▶ _REQUESTS_
[a] Turn the paragraph of the passage on number bases that begins "Another common base is Hexadecimal" into a short bulleted list that keeps its main facts.
[b] Reproduce the stored rows from the line with "Your task is straightforward. Given the image, detect black sign" up to and including the line with "top-left (192, 812), bottom-right (493, 924)".

▶ _PAGE_
>> Start
Our “decimal” system centers around powers of 10, but there are other equally useful systems based on other numbers. For example, we could use sums of powers of 2, and instead of needing 10 digits (0,1,…,9) we can use just 2, namely 0 and 1. For example, the number 1101 in base 2 means $$1 \cdot 2^3 + 1 \cdot 2^2 + 0 \cdot 2^1 + 1 \cdot 2^0$$, also known as 13 in base 10. This may seem inefficient, since we need more digits (or, more correctly, “bits” in the binary setting) to express the same value, but it has many benefits. Each bit has only 2 choices, and can therefore be represented by a pair of opposites such as “on/off” (e.g. in circuits) or the two magnetic polarities. The latter is how hard drive disks store information (in binary!), which is one reason this system is beloved by computer scientists. It also allows for jokes like this: “There are 10 types of people in the world: those that understand binary, and those that don’t.”

Another common base is Hexadecimal, using powers of 16 with digits 0,…,9,A,B,C,D,E,F. (A hexadecimal digit is sometimes called a “nibble”.) It is common to prefix a hexadecimal number with “0x”, so 0x3B7 means $$3 \cdot 16^2 + 11 \cdot 16 + 7 = 951$$ in decimal. It also makes the phrase “I see 0xDEAD people” perfectly reasonable (how many is that?).

But there are more possibilities still! For example, the octal system uses powers of 8 and (octal) digits 0,…,7. With this we can prove Christmas and Halloween are really the same holiday: indeed, Dec 25 = Oct 31. And don’t miss the octal system’s cameo in Tom Lehrer’s New Math song.

The possibilities are endless! We can use base $$n$$ for any positive integer $$n>1$$ in similar ways, but we can also use negative $$n$$ as well! (My favorite is base -4.) If you want to go ever further, think about what base $$(1+\sqrt{5})/2$$ (a.k.a. phinary) would look like! Or the related bases Fibonacci and NegaFibonacci!
>> End
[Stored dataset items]
>> Start
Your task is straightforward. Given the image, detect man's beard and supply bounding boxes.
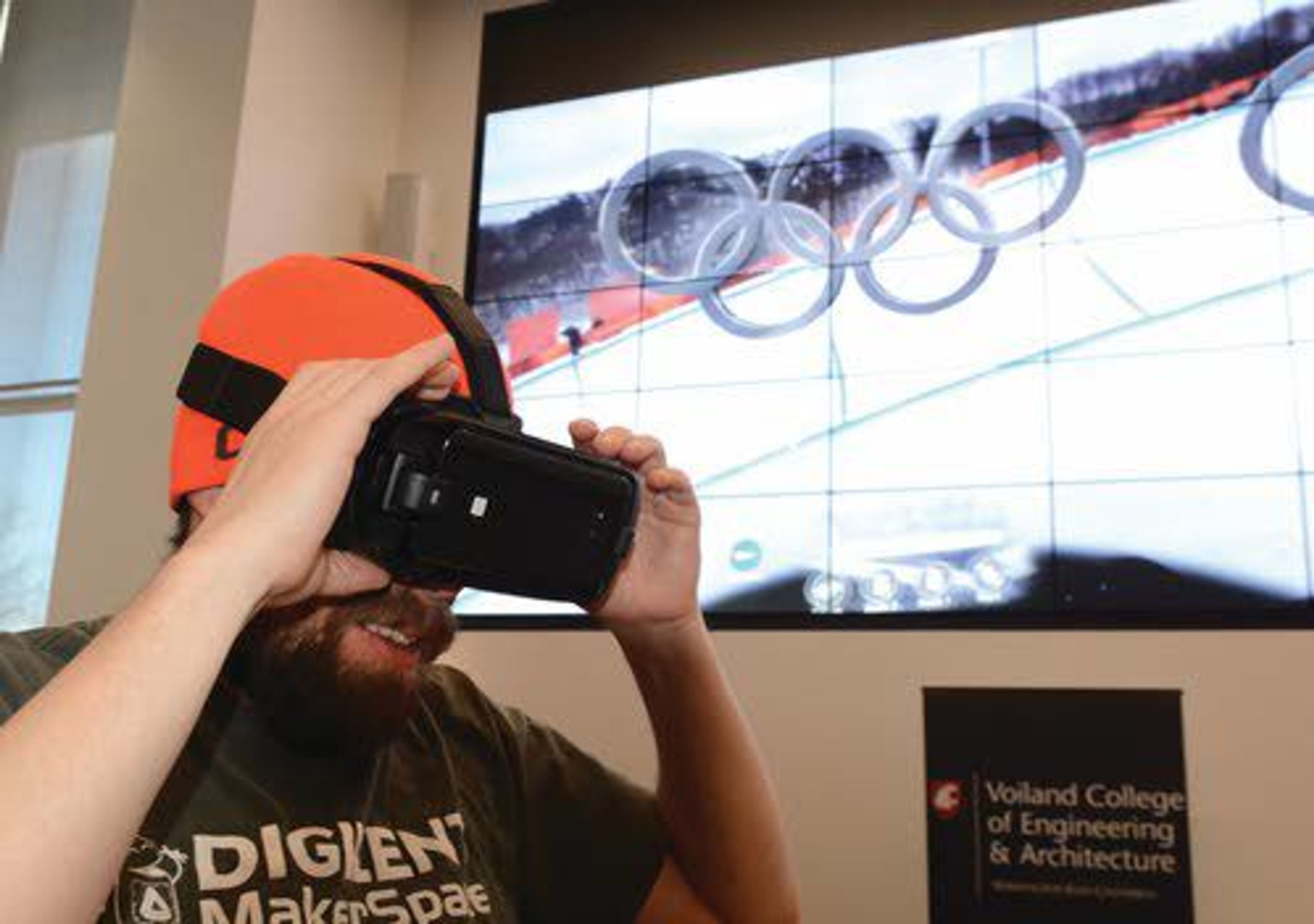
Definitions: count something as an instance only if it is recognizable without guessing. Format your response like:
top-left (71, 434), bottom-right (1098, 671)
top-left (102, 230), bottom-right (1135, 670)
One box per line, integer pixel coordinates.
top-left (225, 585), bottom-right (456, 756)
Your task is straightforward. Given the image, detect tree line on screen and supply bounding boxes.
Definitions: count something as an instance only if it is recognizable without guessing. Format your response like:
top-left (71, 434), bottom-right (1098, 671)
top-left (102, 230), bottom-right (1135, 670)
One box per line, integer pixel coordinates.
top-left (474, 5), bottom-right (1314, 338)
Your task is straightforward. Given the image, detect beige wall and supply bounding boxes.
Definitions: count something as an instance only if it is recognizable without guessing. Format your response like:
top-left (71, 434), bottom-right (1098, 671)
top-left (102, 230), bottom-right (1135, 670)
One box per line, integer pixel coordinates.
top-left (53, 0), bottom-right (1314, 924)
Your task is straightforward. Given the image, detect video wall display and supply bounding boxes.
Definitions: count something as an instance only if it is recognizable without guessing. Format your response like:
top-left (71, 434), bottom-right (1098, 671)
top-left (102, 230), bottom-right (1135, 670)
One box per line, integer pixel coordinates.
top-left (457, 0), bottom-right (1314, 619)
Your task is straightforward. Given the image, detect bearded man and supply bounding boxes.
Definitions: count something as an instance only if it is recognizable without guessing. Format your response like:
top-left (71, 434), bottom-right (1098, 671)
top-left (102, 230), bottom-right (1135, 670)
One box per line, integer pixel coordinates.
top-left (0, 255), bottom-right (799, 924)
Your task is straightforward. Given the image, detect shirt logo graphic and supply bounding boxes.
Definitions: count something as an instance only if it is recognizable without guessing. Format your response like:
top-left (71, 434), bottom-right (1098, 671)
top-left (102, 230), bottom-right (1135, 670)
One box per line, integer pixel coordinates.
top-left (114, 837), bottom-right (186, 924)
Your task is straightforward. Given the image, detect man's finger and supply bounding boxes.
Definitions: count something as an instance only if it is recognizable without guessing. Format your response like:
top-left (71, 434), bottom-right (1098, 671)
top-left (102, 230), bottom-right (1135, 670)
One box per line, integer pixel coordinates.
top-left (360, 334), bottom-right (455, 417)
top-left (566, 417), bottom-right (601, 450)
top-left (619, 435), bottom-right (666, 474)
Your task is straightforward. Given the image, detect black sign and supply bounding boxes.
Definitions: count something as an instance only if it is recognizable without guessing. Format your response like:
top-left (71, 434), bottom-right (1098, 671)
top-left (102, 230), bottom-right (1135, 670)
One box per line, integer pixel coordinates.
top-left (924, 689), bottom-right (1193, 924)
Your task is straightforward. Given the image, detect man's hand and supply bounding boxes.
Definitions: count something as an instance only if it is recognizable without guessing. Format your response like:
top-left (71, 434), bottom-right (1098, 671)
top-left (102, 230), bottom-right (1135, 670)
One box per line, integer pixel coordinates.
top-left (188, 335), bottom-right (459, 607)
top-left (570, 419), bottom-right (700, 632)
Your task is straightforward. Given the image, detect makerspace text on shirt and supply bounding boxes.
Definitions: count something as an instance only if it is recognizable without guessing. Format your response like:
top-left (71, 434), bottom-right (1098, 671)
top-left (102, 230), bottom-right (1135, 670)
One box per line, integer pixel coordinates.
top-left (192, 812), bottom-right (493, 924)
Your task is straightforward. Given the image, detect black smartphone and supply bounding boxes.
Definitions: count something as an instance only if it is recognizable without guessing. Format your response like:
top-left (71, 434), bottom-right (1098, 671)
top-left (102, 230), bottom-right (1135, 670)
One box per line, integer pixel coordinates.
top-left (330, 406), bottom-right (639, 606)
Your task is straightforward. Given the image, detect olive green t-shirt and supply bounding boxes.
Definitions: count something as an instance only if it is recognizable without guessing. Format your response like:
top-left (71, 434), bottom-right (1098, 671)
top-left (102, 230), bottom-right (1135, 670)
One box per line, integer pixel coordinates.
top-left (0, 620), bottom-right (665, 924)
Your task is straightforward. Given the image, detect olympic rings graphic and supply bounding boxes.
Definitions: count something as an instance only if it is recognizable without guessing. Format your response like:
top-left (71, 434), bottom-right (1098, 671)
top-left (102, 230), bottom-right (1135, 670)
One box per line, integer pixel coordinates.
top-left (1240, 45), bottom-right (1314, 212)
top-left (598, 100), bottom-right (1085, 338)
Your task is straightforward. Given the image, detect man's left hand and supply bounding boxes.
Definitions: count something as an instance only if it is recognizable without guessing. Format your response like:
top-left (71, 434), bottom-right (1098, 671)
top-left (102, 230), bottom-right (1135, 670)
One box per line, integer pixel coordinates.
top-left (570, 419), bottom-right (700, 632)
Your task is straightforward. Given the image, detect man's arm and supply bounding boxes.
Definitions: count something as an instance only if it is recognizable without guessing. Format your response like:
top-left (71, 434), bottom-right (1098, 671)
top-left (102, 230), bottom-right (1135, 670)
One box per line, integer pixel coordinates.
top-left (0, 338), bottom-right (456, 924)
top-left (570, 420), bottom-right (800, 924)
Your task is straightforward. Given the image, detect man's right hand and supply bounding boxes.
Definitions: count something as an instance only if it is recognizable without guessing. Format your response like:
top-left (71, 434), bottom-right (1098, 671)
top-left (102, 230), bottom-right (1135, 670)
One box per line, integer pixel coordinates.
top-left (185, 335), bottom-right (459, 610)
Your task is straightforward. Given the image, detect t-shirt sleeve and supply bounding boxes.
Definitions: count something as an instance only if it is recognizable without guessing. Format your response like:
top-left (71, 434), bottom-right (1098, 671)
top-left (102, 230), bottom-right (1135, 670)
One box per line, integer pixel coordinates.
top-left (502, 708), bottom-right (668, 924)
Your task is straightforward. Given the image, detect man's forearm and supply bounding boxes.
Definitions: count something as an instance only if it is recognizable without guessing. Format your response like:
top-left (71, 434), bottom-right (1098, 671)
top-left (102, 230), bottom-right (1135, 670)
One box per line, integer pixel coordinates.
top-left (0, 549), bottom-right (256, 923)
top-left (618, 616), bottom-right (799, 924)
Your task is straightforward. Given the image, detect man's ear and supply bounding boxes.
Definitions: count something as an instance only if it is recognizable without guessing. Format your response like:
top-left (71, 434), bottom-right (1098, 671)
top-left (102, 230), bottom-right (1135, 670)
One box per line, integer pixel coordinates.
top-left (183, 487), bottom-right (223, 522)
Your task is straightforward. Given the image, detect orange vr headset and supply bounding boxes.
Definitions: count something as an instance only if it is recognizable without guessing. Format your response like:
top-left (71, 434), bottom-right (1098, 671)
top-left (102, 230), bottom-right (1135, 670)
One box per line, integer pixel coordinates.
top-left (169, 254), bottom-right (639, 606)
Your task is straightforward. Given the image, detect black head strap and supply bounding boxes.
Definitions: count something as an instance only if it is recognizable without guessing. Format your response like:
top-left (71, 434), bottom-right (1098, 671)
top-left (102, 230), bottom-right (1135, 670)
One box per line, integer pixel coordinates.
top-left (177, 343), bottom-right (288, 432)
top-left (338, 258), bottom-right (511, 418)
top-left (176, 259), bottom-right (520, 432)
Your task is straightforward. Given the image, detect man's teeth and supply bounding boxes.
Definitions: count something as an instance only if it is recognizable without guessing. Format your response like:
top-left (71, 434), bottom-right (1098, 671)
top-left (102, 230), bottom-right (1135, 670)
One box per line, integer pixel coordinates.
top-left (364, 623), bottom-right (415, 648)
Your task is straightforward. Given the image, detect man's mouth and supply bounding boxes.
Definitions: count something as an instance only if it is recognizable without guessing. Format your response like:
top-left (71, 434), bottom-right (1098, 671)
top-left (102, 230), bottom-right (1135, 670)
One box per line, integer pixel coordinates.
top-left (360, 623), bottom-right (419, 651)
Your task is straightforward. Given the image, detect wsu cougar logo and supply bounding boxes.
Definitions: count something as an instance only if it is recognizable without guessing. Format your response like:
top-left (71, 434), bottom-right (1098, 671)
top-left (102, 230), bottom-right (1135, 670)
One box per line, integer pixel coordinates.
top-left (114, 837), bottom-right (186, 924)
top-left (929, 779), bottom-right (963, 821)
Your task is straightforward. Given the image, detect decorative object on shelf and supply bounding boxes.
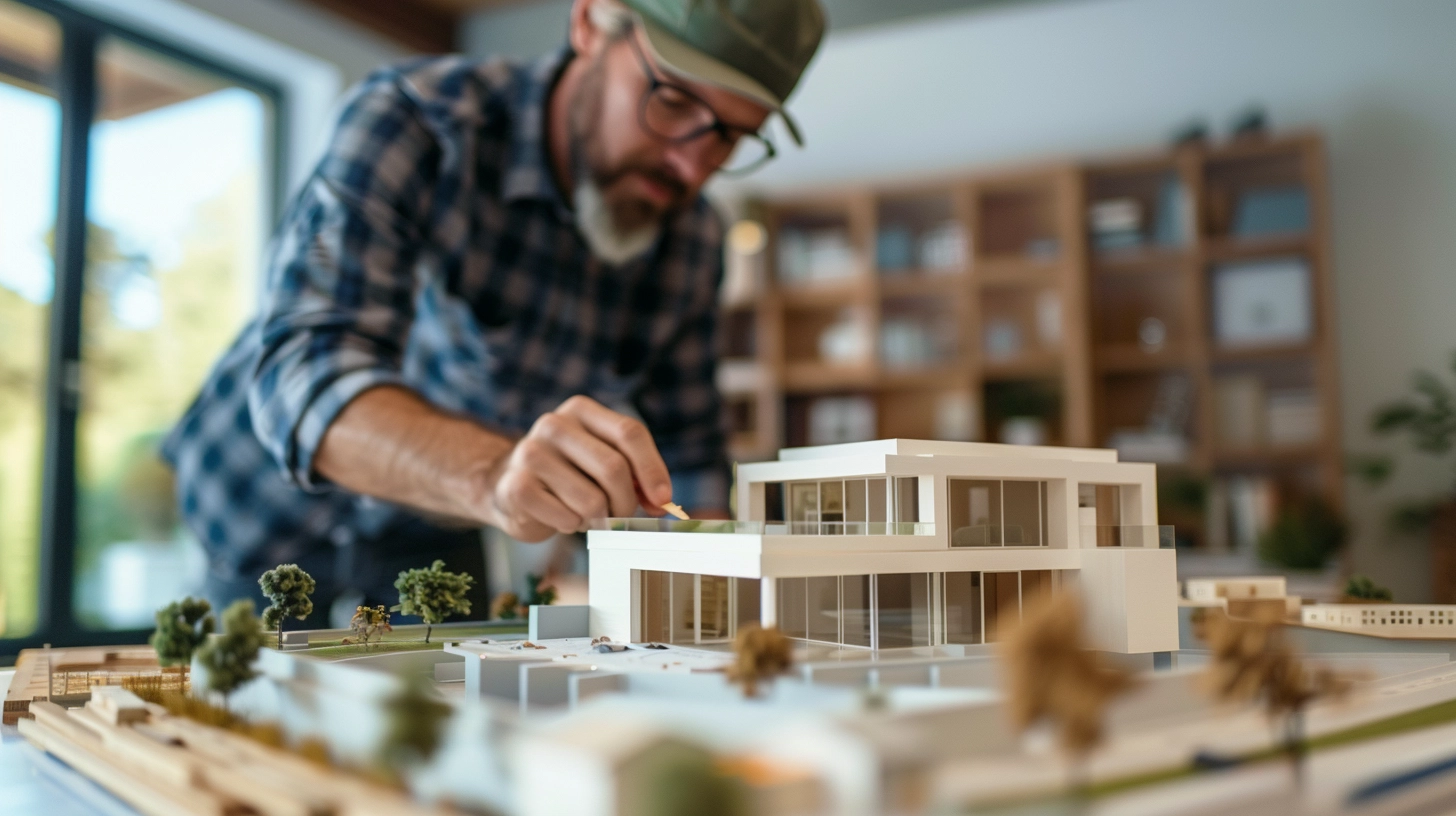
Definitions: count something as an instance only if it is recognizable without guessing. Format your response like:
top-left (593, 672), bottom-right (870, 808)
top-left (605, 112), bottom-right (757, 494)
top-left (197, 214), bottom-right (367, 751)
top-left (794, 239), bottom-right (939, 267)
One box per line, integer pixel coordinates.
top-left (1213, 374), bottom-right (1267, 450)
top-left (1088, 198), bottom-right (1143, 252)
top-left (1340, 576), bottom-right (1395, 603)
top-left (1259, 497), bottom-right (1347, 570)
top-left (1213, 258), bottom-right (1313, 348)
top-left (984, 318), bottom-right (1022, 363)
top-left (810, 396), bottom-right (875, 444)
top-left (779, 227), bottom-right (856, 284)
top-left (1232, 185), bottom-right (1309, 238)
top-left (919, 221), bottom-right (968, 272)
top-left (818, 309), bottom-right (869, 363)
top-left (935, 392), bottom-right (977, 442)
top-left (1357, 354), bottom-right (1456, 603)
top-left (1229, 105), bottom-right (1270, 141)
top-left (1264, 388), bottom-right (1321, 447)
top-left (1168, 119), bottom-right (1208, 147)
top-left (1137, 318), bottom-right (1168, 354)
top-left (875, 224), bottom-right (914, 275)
>> End
▶ _ANSWERS_
[a]
- Hexadecimal uses powers of 16 and the digits 0–9 and A–F.
- A hexadecimal digit is sometimes called a "nibble."
- Hexadecimal numbers are commonly prefixed with "0x," so 0x3B7 means 3·16² + 11·16 + 7 = 951 in decimal.
- This makes the phrase "I see 0xDEAD people" perfectly reasonable.

[b]
Your task is straightforward. Given the image, detect black sign and supply bounding boxes.
Definitions: count something as an instance only if it is recognizable without guessing. Format your response like:
top-left (71, 434), bottom-right (1098, 671)
top-left (102, 230), bottom-right (1135, 670)
One box per line, integer pixel coordinates.
top-left (924, 689), bottom-right (1193, 924)
Your task is straightforward. Given the image, detect man's hand and supply bounding boxes.
Definitions: count something as an instance only if it is recognizable without guessing. Format your response like:
top-left (71, 434), bottom-right (1098, 671)
top-left (102, 230), bottom-right (1135, 670)
One box per line, integer pixel coordinates.
top-left (188, 335), bottom-right (459, 607)
top-left (570, 419), bottom-right (700, 632)
Your task is straightforward. Given the image, detect makerspace text on shirt and supply bounding boxes.
Definitions: count something as an instance only if it is recognizable without guessing. Format your response like:
top-left (71, 434), bottom-right (1098, 671)
top-left (102, 230), bottom-right (1135, 670)
One box per line, integer pixel coordinates.
top-left (192, 812), bottom-right (493, 924)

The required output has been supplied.